(Referring expression data)
________________________

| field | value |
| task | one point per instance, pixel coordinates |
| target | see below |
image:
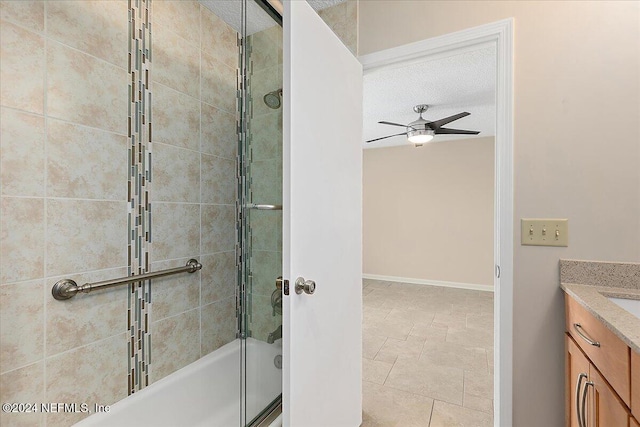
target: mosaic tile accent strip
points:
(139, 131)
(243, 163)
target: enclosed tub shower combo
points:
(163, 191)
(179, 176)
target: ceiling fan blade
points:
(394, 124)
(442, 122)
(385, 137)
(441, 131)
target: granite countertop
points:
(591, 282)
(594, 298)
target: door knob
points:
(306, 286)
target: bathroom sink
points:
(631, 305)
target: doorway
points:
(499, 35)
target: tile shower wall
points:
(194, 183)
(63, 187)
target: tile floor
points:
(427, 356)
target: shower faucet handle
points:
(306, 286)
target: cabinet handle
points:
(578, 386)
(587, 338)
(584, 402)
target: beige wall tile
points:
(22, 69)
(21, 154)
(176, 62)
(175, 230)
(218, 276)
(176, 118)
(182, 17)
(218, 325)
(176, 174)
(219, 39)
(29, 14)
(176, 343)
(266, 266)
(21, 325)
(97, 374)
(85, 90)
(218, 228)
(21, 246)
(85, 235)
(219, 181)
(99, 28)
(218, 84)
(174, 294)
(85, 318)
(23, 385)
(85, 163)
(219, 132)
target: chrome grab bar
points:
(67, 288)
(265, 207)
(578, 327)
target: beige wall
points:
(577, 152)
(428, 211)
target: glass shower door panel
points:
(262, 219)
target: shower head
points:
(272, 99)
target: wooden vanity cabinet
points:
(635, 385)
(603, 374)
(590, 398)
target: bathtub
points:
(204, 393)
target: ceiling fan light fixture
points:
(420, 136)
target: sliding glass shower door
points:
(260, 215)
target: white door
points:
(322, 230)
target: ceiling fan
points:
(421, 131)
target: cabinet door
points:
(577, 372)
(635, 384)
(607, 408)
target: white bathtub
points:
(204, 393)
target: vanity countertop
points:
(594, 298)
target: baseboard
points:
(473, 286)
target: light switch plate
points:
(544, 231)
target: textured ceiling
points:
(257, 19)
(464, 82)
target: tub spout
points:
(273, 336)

________________________

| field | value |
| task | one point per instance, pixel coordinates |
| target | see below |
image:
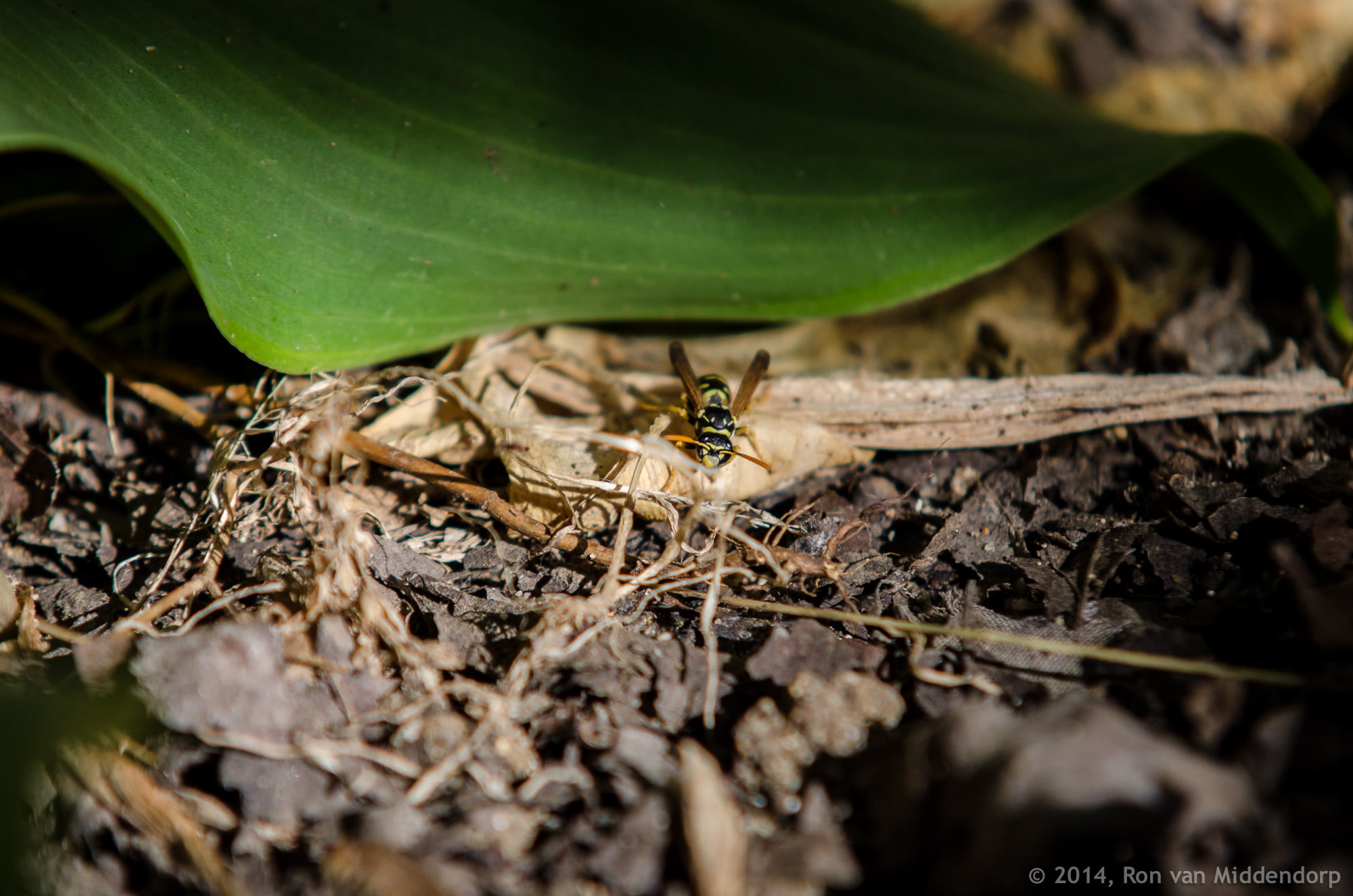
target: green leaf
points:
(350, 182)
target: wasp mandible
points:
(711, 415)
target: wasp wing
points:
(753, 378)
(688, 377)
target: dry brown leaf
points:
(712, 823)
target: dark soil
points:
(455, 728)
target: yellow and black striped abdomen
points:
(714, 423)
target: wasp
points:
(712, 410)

________________________

• Task brief: The word to find is "ceiling". Copy every line of the data that holds it.

• Response to this exercise:
target: ceiling fan blade
target: ceiling fan light fixture
target: ceiling fan
target: textured ceiling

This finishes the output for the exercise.